* _Your objective_: Your copy of the material below should match it exactly, except that it holds no pictures.

[Records for this exercise start]

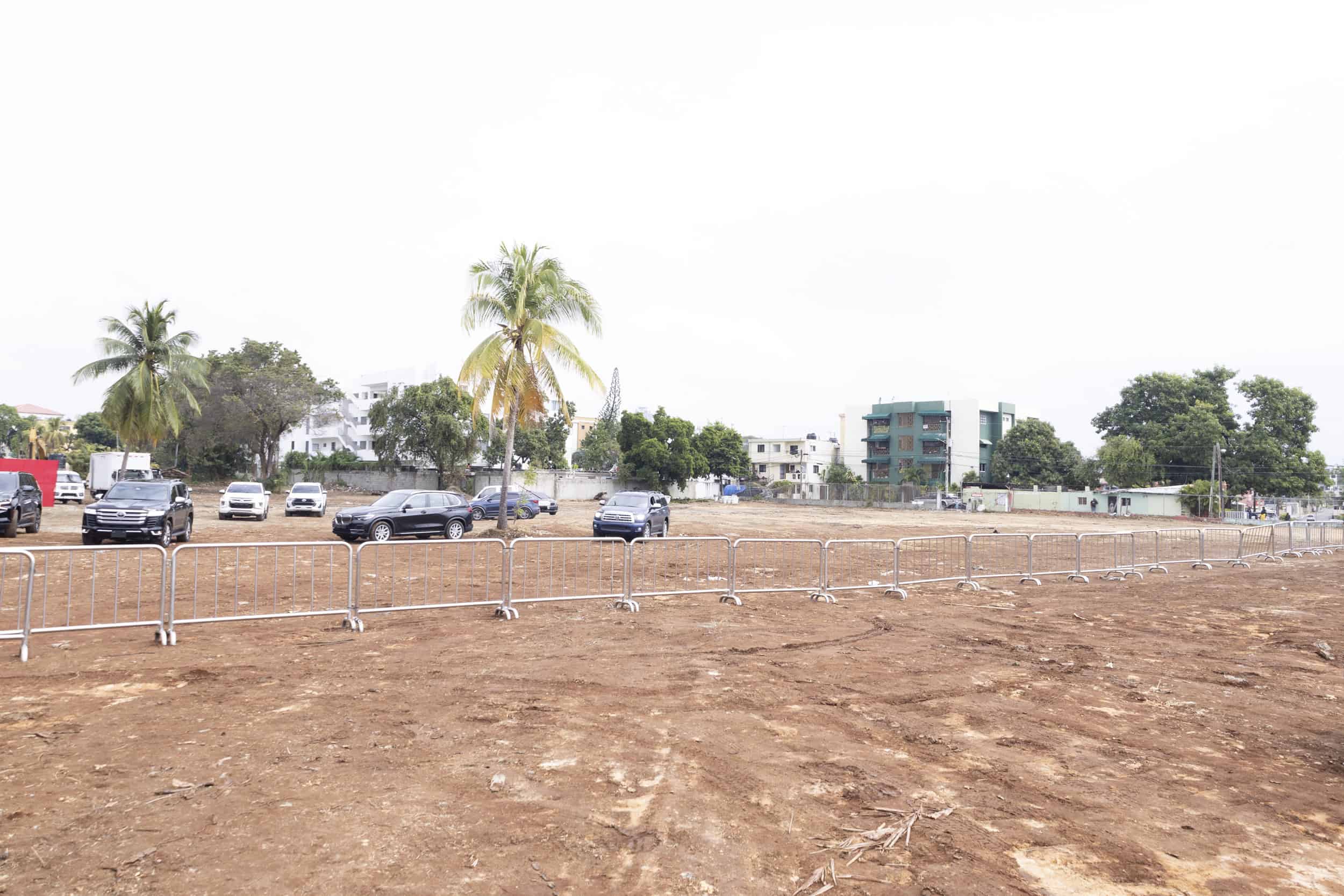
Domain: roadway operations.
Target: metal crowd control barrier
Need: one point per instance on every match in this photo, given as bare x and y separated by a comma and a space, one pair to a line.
1182, 546
676, 566
933, 558
859, 564
439, 575
14, 558
1224, 546
999, 556
1111, 554
777, 566
261, 580
549, 570
1259, 542
100, 587
1054, 554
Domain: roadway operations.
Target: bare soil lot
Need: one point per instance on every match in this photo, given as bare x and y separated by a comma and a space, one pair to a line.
1171, 735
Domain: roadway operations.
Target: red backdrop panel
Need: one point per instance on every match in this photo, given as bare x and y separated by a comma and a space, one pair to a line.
42, 470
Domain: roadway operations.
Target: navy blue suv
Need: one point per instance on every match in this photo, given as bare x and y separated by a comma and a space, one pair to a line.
633, 515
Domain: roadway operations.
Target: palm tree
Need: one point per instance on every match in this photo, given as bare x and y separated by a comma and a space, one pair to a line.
515, 366
158, 371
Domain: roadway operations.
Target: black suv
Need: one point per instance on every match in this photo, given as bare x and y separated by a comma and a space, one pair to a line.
155, 511
633, 515
20, 504
406, 512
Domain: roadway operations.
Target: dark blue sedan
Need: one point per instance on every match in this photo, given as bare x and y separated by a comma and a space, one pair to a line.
520, 504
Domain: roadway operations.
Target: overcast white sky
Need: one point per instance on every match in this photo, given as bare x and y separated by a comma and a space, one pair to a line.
784, 209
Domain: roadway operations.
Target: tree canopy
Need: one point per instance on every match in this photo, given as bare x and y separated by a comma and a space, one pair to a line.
431, 422
1031, 454
660, 451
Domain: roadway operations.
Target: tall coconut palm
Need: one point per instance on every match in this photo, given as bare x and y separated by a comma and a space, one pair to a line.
158, 372
525, 297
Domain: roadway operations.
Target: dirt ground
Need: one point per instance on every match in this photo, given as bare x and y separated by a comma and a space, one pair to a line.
1171, 735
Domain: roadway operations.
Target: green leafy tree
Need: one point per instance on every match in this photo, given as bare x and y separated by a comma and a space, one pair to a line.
431, 422
158, 375
268, 390
11, 429
1178, 418
1031, 454
95, 431
724, 450
660, 451
1125, 462
840, 475
525, 297
600, 450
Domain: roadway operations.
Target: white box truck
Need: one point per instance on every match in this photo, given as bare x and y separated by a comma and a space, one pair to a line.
105, 465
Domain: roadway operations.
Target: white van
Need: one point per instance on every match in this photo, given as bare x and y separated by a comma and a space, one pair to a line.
69, 486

[Records for this exercise end]

* _Expected answer_:
Domain: roadway operations.
Target: metal crowd control barrier
Need: one point per instance on every match in this photo, given as bare x and y separated by a comma and a space, one pair to a line.
1182, 546
676, 566
933, 558
859, 564
439, 575
14, 558
1224, 546
999, 556
1111, 554
777, 566
261, 580
549, 570
1259, 542
100, 587
1054, 554
Domain: roadway operations.
Target: bare soil lot
Need: one point per instance on every match in this photo, given as bare x and y separated by a comma and a space, one pair to a line.
1171, 735
Domain: roadway operations.
Target: red backdrop panel
Need: one point per instance on every match in this photo, given as bare x and y separated by a comma and a space, one pair to a line.
42, 470
Domain: roadway operations.
Target: navy blue suv
Need: one point per instance on every match in this photo, given as bare x and y separated by a comma and a space, one pair to a line.
633, 515
Domain: roadway operations.
Target: palm tree
Need: one point per instance on every match in this photo, given as bare x and y separated by a comma and a space, one pair to a line.
515, 366
158, 371
Domain: roadway operations.
Target: black suv
Need: one point per instance on every match in this photo, given as bare x and y separated by a comma and a space, one pair to a line.
155, 511
633, 515
20, 504
406, 512
Domain: roadway operations.
Target: dark blue sedan
Need: one point per instance on every match in this photo, given as bare x and y separated by a comma and a space, one pair to a line.
520, 504
Domain: roadway operations.
Target: overcast white sky
Need: one point per instance on every match in this photo, given as bare x and y separated by a comma and a space, one pair to a line.
784, 209
Domain: roadway operations.
Target: tree canopy
Need: one point per instance on every match in this photo, given as bare x and y separated by a comma and a space, one pair to a line.
431, 422
1031, 454
660, 451
Domain: roadway operations.
Target: tall coconut palm
Need: one point per instance on every match in this photo, given as bare x and y separated by a comma and a space, one pair to a line.
158, 372
525, 297
Domain: roadway operations.
Target: dirt ground
Need: one point per instance on every match in this photo, given as bare x and y separated by a comma and a space, one pair to a line.
1171, 735
Domain: roadway operations.
Target: green leafy tree
Need: one point per instance on every match in this photo, given as bare x and y separated by a comma and a space, one pair to a line.
431, 422
158, 375
268, 390
11, 429
1178, 418
1031, 454
95, 431
724, 450
660, 451
1125, 462
840, 475
525, 297
600, 450
Domain: roadway operations.
Target: white box truck
Need: one point per instance on every match in this photo, given as bare x and y separated by a comma and a space, one pair to a line.
105, 465
Domain: roadway operations.
Target: white van
Need: one point per instance on every match in this photo, given as bare x and y separated by a comma and a space, one pair to a line.
69, 486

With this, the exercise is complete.